» **Task material**:
····················
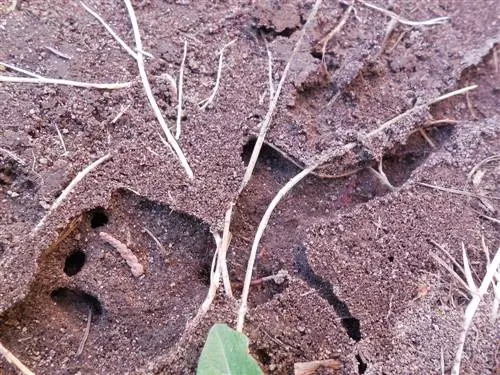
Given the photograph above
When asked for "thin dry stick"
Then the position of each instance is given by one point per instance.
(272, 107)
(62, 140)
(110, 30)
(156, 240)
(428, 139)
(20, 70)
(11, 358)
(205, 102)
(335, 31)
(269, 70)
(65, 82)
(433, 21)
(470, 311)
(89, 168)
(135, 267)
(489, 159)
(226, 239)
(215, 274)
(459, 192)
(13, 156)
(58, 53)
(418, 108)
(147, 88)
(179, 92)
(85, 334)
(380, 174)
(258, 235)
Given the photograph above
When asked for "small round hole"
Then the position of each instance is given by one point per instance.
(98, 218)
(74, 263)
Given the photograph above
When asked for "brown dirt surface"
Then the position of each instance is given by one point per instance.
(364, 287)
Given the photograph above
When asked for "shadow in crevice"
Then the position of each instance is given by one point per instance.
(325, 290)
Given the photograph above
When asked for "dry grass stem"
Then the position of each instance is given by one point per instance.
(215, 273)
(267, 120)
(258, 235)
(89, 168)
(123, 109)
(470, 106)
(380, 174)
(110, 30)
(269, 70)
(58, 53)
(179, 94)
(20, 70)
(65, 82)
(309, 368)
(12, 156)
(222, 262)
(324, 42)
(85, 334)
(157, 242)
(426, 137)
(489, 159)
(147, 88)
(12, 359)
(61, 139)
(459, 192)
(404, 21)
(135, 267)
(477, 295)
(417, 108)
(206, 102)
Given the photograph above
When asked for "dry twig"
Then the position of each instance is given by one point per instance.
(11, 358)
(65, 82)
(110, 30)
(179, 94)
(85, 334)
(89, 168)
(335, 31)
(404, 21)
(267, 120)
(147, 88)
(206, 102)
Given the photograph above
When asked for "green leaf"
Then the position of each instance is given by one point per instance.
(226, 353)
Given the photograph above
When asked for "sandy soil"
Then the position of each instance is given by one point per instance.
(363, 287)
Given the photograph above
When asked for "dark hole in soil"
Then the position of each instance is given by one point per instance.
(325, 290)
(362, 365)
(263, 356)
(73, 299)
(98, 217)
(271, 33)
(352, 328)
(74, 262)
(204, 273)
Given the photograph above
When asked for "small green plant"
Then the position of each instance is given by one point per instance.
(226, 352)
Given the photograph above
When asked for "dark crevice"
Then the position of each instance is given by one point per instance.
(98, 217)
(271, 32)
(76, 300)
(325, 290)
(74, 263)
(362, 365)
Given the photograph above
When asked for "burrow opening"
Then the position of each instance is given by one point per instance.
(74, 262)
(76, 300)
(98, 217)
····················
» **Problem description**: Transcribe the whole listing exactly. Pictures stay out of your copy.

» **Response to this task**:
Given the photograph above
When asked for "thin dry stick"
Then the position of each instance is given by one point per instance.
(272, 107)
(62, 140)
(110, 30)
(156, 240)
(428, 139)
(20, 70)
(11, 358)
(205, 102)
(335, 31)
(269, 70)
(65, 82)
(433, 21)
(470, 311)
(89, 168)
(135, 267)
(489, 159)
(226, 239)
(215, 274)
(459, 192)
(13, 156)
(58, 53)
(418, 108)
(147, 88)
(179, 92)
(85, 334)
(380, 174)
(258, 235)
Given the photograph above
When asked for "small round hole"
Then the position of each instance is given by one point per instance.
(98, 218)
(74, 263)
Given the photograph above
When asked for "brown dirt surface"
Then the position of each instance is given by one point per instance.
(364, 287)
Given the photograph above
When asked for "shadow in crevice"
Then the position of each instance is given by one point per instance.
(325, 290)
Given the photograph above
When asked for "dry grass stem"
Then the position of each instance is given by one point per instance.
(215, 273)
(267, 120)
(258, 235)
(89, 168)
(123, 109)
(470, 106)
(380, 174)
(110, 30)
(269, 70)
(58, 53)
(179, 94)
(20, 70)
(65, 82)
(309, 368)
(12, 156)
(222, 262)
(324, 42)
(85, 334)
(157, 242)
(426, 137)
(489, 159)
(147, 88)
(12, 359)
(61, 139)
(459, 192)
(404, 21)
(135, 267)
(477, 295)
(417, 108)
(206, 102)
Given the photograph above
When asked for "dry twig"
Then the position of each instance is given by one point per instance.
(11, 358)
(65, 82)
(110, 30)
(179, 94)
(85, 334)
(89, 168)
(335, 31)
(404, 21)
(267, 120)
(147, 88)
(206, 102)
Given the photograph above
When asked for "green leaf"
Then the position of each instance is given by one point per instance.
(226, 353)
Given the photograph above
When asked for "sandy soil"
Then the position of each instance is given by one point per instance.
(363, 287)
Given the photograph above
When asked for "dark hole in soil"
Then the position of each instance is given by one point per instance.
(325, 290)
(362, 365)
(263, 356)
(73, 299)
(98, 217)
(271, 33)
(352, 328)
(74, 262)
(204, 273)
Given the photograph above
When asked for "small green plant"
Then the position of each instance is given by one point per instance.
(226, 352)
Given the photograph above
When asked for "dark crevice"
Then the position of each instance is given by one point per instance.
(98, 217)
(271, 32)
(76, 300)
(325, 290)
(74, 263)
(362, 365)
Given the photograph above
When asked for "burrow opening"
Then the position of each instance is given by one point per instance.
(74, 262)
(76, 300)
(98, 217)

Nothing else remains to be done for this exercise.